(PASSAGE TO READ Opens)
Jurisdictional structure
- National agency: China
- Operations jurisdiction: China
- Governing body: State Oceanic Administration
- Specialist jurisdiction: Coastal patrol, marine border protection, marine search and rescue;

Facilities
- Ships: 400
- Aircraft: 10

= China Marine Surveillance =

China Marine Surveillance (CMS; 中国海监 (Zhōngguó Hǎijiān)) was an unarmed law enforcement agency from 1982 to 2013, under the State Oceanic Administration of the Ministry of Land and Resources of China. It was established as the China Marine Environmental Monitoring and Surveillance Fleet in 1982, renamed the China Marine Surveillance in 1999, and merged into the China Coast Guard in 2013.

== History ==
The China Marine Environment Monitoring and Surveillance Fleet (中国海洋环境监视监测船队) was established in accordance with the Marine Environmental Protection Law of the People's Republic of China, which was adopted and promulgated at the 24th meeting of the Standing Committee of the Fifth National People's Congress on August 23, 1982.

On January 13, 1999, the China Marine Surveillance was established, under the administration of the State Oceanic Administration, replacing the Chinese Marine Environment Monitoring and Surveillance Fleet.

In March 2013, under an executive order of the State Council of China, China Marine Surveillance was merged into the unified China Coast Guard.

== Overview ==
Patrol vessels from China Marine Surveillance were commonly deployed to locations in the South China Sea and East China Sea where China has territorial disputes over islands with its neighbors. The CMS has played a central role in China's in defending Chinese territories in the South China Sea, encountering opposition from Japan, the Philippines and Vietnam in the disputed territories, as China.

Unlike its successor, the China Coast Guard, the CMS was unarmed. The agency has been disbanded in July 2013 and has now been merged, along with three other similar agencies, with the China Coast Guard. Local CMS units (Provincial, Municipal and County level) still exist to this day.
(PASSAGE TO READ Closes)
(SOURCE MATERIAL Opens)
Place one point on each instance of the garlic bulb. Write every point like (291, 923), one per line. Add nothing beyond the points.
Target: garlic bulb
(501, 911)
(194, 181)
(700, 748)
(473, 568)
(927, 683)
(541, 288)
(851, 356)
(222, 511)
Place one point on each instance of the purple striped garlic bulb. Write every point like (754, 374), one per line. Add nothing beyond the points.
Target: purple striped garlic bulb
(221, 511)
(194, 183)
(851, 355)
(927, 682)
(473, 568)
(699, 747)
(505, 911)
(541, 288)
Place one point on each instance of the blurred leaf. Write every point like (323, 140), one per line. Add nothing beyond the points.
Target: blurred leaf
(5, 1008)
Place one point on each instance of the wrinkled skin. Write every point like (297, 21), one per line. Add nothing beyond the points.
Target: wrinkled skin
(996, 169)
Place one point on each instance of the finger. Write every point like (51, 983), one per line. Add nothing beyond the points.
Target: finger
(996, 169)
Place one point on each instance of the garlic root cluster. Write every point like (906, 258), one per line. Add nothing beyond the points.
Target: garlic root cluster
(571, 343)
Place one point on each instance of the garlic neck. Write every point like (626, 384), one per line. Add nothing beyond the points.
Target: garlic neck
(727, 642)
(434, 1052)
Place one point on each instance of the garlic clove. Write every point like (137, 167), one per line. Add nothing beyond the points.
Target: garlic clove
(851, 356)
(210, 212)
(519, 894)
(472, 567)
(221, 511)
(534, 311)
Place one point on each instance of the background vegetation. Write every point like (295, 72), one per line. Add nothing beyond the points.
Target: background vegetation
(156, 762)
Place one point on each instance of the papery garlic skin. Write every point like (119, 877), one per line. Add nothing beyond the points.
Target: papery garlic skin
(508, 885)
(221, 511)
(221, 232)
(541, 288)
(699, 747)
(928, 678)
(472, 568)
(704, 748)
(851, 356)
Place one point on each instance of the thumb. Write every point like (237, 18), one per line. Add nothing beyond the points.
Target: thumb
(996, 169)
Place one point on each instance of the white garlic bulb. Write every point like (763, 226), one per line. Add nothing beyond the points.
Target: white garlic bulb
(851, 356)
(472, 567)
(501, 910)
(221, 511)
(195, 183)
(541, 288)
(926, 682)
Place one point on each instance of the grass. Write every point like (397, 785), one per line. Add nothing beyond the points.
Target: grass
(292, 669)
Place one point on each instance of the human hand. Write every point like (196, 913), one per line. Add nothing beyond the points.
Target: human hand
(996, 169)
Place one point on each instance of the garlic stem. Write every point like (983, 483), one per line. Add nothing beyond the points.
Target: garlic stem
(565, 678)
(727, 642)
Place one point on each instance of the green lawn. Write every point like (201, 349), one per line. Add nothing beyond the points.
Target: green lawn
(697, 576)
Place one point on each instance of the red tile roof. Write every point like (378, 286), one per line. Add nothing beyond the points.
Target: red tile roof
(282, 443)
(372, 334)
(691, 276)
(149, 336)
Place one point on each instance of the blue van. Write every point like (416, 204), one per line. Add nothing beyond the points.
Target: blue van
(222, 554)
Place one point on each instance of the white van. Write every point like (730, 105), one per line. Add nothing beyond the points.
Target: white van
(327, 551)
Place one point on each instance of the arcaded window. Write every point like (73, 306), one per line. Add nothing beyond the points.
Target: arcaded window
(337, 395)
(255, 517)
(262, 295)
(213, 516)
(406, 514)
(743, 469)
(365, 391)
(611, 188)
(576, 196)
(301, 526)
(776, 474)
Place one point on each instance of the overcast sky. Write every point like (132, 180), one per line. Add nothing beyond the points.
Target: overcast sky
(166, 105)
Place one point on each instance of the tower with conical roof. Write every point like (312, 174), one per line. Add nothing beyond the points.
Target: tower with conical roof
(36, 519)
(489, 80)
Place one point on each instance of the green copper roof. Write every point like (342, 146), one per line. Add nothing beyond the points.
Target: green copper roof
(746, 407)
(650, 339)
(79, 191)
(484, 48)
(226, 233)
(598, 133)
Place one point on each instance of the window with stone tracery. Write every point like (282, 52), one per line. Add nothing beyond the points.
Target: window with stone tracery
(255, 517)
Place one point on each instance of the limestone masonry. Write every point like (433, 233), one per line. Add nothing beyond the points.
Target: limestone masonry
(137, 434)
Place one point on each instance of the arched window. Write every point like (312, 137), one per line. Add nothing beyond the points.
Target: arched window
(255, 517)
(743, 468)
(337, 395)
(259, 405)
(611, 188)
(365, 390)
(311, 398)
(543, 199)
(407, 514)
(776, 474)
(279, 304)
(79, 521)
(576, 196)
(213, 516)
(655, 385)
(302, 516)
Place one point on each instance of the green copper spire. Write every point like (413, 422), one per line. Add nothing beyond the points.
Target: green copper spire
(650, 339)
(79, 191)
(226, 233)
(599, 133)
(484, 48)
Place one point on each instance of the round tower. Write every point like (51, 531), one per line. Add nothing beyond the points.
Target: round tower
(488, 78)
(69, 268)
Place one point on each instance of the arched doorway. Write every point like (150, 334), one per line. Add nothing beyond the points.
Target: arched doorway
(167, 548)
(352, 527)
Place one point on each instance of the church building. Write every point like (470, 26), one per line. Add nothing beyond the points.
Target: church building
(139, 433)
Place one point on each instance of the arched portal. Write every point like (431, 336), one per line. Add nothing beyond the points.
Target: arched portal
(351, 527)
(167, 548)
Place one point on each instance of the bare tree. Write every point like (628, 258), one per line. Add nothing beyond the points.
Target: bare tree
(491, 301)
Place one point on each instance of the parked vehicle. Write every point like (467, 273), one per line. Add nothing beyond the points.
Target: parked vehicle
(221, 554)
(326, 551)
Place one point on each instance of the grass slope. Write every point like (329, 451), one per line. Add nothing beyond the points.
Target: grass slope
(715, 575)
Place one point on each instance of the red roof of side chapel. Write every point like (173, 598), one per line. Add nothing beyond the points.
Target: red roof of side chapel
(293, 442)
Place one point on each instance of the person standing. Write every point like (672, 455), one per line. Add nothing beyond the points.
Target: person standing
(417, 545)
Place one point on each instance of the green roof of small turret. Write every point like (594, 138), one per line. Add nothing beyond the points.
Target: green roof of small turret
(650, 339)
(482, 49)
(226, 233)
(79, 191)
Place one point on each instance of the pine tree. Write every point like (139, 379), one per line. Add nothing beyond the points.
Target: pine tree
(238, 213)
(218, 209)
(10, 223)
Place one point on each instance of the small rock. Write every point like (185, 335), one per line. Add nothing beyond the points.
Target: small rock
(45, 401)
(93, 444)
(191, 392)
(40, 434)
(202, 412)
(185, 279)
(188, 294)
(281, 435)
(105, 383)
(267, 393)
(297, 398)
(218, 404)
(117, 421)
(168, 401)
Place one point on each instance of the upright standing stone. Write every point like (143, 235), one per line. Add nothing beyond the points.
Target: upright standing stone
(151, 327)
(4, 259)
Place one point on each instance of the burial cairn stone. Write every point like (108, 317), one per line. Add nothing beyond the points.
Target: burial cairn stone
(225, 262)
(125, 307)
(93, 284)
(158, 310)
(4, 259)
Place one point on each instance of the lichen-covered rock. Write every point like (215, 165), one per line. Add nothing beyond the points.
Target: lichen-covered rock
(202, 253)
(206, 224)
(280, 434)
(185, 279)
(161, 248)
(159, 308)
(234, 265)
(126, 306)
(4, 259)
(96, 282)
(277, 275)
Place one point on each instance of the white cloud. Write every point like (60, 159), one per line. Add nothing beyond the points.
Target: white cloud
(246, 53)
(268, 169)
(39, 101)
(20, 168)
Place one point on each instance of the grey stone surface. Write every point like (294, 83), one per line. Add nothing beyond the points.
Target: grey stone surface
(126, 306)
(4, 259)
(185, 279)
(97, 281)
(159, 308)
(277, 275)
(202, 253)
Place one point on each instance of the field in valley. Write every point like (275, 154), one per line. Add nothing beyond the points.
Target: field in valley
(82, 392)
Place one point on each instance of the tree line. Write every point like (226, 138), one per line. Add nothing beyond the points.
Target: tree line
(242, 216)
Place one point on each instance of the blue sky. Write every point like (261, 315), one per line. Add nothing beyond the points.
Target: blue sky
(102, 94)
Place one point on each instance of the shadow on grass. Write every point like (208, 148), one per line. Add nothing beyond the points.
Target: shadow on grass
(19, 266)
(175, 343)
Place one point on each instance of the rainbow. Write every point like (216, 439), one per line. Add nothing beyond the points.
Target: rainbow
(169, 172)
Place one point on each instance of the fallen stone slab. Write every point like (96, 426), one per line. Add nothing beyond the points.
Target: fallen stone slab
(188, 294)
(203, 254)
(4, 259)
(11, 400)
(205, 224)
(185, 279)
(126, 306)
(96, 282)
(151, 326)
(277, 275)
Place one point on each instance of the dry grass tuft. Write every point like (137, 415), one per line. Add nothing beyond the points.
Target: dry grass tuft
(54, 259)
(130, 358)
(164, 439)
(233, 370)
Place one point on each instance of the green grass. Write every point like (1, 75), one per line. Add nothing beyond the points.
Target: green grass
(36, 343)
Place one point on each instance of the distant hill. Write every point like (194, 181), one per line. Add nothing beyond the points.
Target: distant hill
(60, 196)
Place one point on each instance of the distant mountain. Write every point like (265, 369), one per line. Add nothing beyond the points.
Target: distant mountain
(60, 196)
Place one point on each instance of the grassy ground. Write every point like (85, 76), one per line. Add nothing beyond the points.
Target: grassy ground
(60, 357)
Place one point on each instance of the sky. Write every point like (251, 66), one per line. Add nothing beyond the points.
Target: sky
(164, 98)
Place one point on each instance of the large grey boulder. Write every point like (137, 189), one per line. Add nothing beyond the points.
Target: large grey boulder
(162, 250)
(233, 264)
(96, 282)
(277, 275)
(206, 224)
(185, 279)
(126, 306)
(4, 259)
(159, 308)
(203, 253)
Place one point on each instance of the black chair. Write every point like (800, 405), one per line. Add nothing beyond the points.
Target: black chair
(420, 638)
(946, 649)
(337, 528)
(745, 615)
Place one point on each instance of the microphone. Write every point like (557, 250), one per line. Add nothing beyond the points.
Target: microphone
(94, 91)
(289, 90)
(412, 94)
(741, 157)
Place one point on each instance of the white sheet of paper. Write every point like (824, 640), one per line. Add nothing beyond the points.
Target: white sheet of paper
(SOURCE MATERIAL Closes)
## EXERCISE TASKS
1. From the passage on China Marine Surveillance, list every area named under its specialist jurisdiction.
2. Carry the passage on China Marine Surveillance forward, starting after its final sentence.

## TASK-BY-TASK OUTPUTS
1. Coastal patrol, marine border protection, marine search and rescue

2.
The CMS, charged with the supervisory responsibility for some 3 million square kilometers of Chinese declared territorial waters, employs some 7,000 individuals and operates some 10 aircraft, including at least one Mil Mi-8 helicopter and two Harbin Y-12 utility planes, and 400 seagoing vessels.(Two Harbin Y-12 aircraft seen at Guilin airfield on a number of occasions in August 2013.) It has grown in fleet size and capability. Its fleet was made up of, in part, destroyers and other former Chinese Navy vessels.

- Headquarters: Beijing.
- North China Sea Fleet. Qingdao, Shandong.
- East China Sea Fleet. Pudong, Shanghai.
- South China Sea Fleet. Guangzhou, Guangdong.

== Organization ==

=== Fleets ===

==== North China Sea Fleet ====

The North China Sea Fleet was led by both North China Sea Bureau, State Oceanic Administration and China Marine Surveillance.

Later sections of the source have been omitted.